Object point labels
####################
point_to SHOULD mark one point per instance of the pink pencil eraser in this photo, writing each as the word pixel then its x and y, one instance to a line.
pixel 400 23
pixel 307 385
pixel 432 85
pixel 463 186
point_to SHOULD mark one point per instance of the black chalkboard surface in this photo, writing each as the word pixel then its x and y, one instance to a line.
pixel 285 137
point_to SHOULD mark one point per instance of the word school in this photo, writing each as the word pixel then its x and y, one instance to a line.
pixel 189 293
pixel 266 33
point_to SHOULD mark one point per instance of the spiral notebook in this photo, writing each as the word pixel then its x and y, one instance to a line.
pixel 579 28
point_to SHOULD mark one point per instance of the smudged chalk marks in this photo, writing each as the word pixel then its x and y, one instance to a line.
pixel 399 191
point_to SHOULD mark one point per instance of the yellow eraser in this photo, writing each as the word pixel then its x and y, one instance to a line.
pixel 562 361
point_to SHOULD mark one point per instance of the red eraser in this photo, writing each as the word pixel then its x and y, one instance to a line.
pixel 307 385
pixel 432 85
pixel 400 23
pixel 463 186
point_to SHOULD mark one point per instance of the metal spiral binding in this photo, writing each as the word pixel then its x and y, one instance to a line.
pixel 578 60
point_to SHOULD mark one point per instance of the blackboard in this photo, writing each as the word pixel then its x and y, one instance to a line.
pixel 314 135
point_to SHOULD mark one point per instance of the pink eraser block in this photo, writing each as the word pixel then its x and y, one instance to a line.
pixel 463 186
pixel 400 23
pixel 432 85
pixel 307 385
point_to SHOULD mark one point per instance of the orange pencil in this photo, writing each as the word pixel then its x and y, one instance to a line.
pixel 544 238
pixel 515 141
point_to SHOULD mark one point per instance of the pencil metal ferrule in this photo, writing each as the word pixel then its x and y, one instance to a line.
####################
> [DIRECTIVE]:
Reproduce the records from the line that contains "point_to SHOULD mark one point per instance of the pink eraser" through the last record, swapping "orange pencil" for "yellow pencil" and leaving everything else as it is.

> [ANSWER FOR THIS EXERCISE]:
point_to SHOULD mark one point per instance of the pink eraser block in this photo, writing each as the word pixel then its x and y, one instance to a line.
pixel 463 186
pixel 400 23
pixel 432 85
pixel 307 385
point_to SHOULD mark one point per instance of the yellow pencil in this photo, writing each as the word pixel then its x and y, one instance to a line.
pixel 544 238
pixel 515 141
point_to SHOULD mark one point per instance of the pencil metal ferrule in this photo, writing each as the word pixel then its x and y, one instance to a line.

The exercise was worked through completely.